* **EXCERPTED TEXT**
▽

NEON intrinsics are broken on big-endian #1484

Amanieu · 2023-10-19T15:24:21Z

These are currently broken because the order of elements inside vectors is reversed on big-endian systems: the ARM ABI requires that element 0 is located at the highest address of the vector type. However LLVM intrinsics expect element 0 to be located at the lowest address.

See https://llvm.org/docs/BigEndianNEON.html and arm_neon.h in Clang for more details.

The text was updated successfully, but these errors were encountered:

stdarch no longer provide SIMD on big-endian ARM due to rust-lang/stdarch#1484

RalfJung · 2024-02-13T06:49:34Z

the ARM ABI requires that element 0 is located at the highest address of the vector type. However LLVM intrinsics expect element 0 to be located at the lowest address.

What exactly does this mean? Is there a bug in LLVM? If so, where is it tracked?

Or is the problem that Rust stdarch wants to expose the intrinsics the way they work on hardware, but LLVM doesn't provide those semantics? If so, could that be fixed by doing appropriate translation of indices before calling the intrinsics?

Amanieu · 2024-02-14T01:09:28Z

The short answer is that, on big-endian, LLVM portable vectors have a different element ordering than the one in the vector types used by the NEON intrinsics.

The C intrinsics work around this by reversing the element ordering in vectors before & after each intrinsic. We need to do the same in stdarch.

RalfJung · 2024-02-14T06:41:06Z

Oh I see, so this is a mismatch about the simd_x intrinsics vs vendor-specific intrinsics? Okay makes sense.

OTOH this is good news for portable-simd, seems like there we'll be getting consistent behavior across platforms without extra work then.

△

* **Saved data entries**
▽

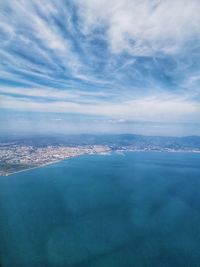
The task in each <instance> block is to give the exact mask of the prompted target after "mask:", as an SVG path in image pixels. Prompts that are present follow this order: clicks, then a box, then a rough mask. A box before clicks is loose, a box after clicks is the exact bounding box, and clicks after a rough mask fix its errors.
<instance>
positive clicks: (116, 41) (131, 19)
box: [77, 0, 200, 56]
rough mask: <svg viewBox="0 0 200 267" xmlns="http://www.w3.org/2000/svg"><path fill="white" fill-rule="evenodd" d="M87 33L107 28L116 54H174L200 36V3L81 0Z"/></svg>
mask: <svg viewBox="0 0 200 267" xmlns="http://www.w3.org/2000/svg"><path fill="white" fill-rule="evenodd" d="M77 3H78V5H79V6H80V14H81V16H82V19H83V27H82V29H83V30H84V32H85V33H90V32H91V31H92V30H93V29H95V28H97V27H99V26H102V24H103V25H104V26H105V27H107V38H108V42H109V44H110V47H111V50H112V52H114V53H120V52H123V51H125V52H129V53H130V54H132V55H143V56H146V55H152V54H155V53H165V54H174V53H177V52H179V50H180V49H182V48H183V47H184V45H186V44H187V42H189V41H191V39H197V38H199V35H200V16H199V10H200V1H199V0H173V1H172V0H143V1H140V0H110V1H107V0H77Z"/></svg>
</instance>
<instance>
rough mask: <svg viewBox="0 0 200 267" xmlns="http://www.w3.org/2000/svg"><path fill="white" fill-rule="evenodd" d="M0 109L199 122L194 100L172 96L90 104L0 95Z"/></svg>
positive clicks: (163, 121) (174, 120) (196, 104)
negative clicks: (50, 101) (54, 112)
mask: <svg viewBox="0 0 200 267" xmlns="http://www.w3.org/2000/svg"><path fill="white" fill-rule="evenodd" d="M1 108H8V109H15V110H21V111H35V112H50V113H51V112H55V113H76V114H82V115H83V114H87V115H99V116H105V117H108V118H117V119H120V120H125V119H130V120H134V119H135V120H141V121H152V120H153V121H157V122H173V121H174V122H180V121H182V122H184V121H185V122H186V121H193V122H195V121H196V122H198V121H199V116H200V105H199V103H198V102H195V101H194V100H189V99H186V98H183V97H182V98H181V97H178V96H174V95H162V96H161V97H156V96H154V97H146V98H135V99H130V100H128V101H121V102H117V103H114V102H113V103H108V102H105V101H93V102H91V103H89V104H88V103H86V102H85V103H84V102H83V103H76V102H69V101H67V100H65V101H64V100H63V101H62V100H60V99H59V101H58V100H56V99H54V101H53V102H52V101H51V102H47V101H40V102H38V101H36V100H33V99H27V98H24V97H22V96H21V97H18V98H15V97H11V96H1Z"/></svg>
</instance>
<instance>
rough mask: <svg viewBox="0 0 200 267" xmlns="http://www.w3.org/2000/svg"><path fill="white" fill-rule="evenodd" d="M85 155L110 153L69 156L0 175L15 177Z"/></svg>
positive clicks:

△

* **EXERCISES**
1. In one to three sentences, explain why the issue thread says the NEON intrinsics are broken on big-endian systems.
2. Output everything in the saved data entries from the start of the records down to the line containing "positive clicks: (163, 121)", both ends included, as a JSON list of strings with one string per line. Leave out blank lines and the pictures.
The issue thread and the saved data entries have no connection to each other.

* **ANSWERS FOR EACH ITEM**
1. On big-endian systems, the ARM ABI places element 0 at the highest address of the vector type, but LLVM intrinsics expect element 0 at the lowest address. So the element order inside vectors is reversed, and the element ordering of LLVM portable vectors differs from that of the vector types the NEON intrinsics use.

2.
[
  "The task in each <instance> block is to give the exact mask of the prompted target after \"mask:\", as an SVG path in image pixels. Prompts that are present follow this order: clicks, then a box, then a rough mask. A box before clicks is loose, a box after clicks is the exact bounding box, and clicks after a rough mask fix its errors.",
  "<instance>",
  "positive clicks: (116, 41) (131, 19)",
  "box: [77, 0, 200, 56]",
  "rough mask: <svg viewBox=\"0 0 200 267\" xmlns=\"http://www.w3.org/2000/svg\"><path fill=\"white\" fill-rule=\"evenodd\" d=\"M87 33L107 28L116 54H174L200 36V3L81 0Z\"/></svg>",
  "mask: <svg viewBox=\"0 0 200 267\" xmlns=\"http://www.w3.org/2000/svg\"><path fill=\"white\" fill-rule=\"evenodd\" d=\"M77 3H78V5H79V6H80V14H81V16H82V19H83V27H82V29H83V30H84V32H85V33H90V32H91V31H92V30H93V29H95V28H97V27H99V26H102V24H103V25H104V26H105V27H107V38H108V42H109V44H110V47H111V50H112V52H114V53H120V52H123V51H125V52H129V53H130V54H132V55H143V56H146V55H152V54H155V53H165V54H174V53H177V52H179V50H180V49H182V48H183V47H184V45H186V44H187V42H189V41H191V39H197V38H199V35H200V16H199V10H200V1H199V0H173V1H172V0H143V1H140V0H110V1H107V0H77Z\"/></svg>",
  "</instance>",
  "<instance>",
  "rough mask: <svg viewBox=\"0 0 200 267\" xmlns=\"http://www.w3.org/2000/svg\"><path fill=\"white\" fill-rule=\"evenodd\" d=\"M0 109L199 122L194 100L172 96L90 104L0 95Z\"/></svg>",
  "positive clicks: (163, 121) (174, 120) (196, 104)"
]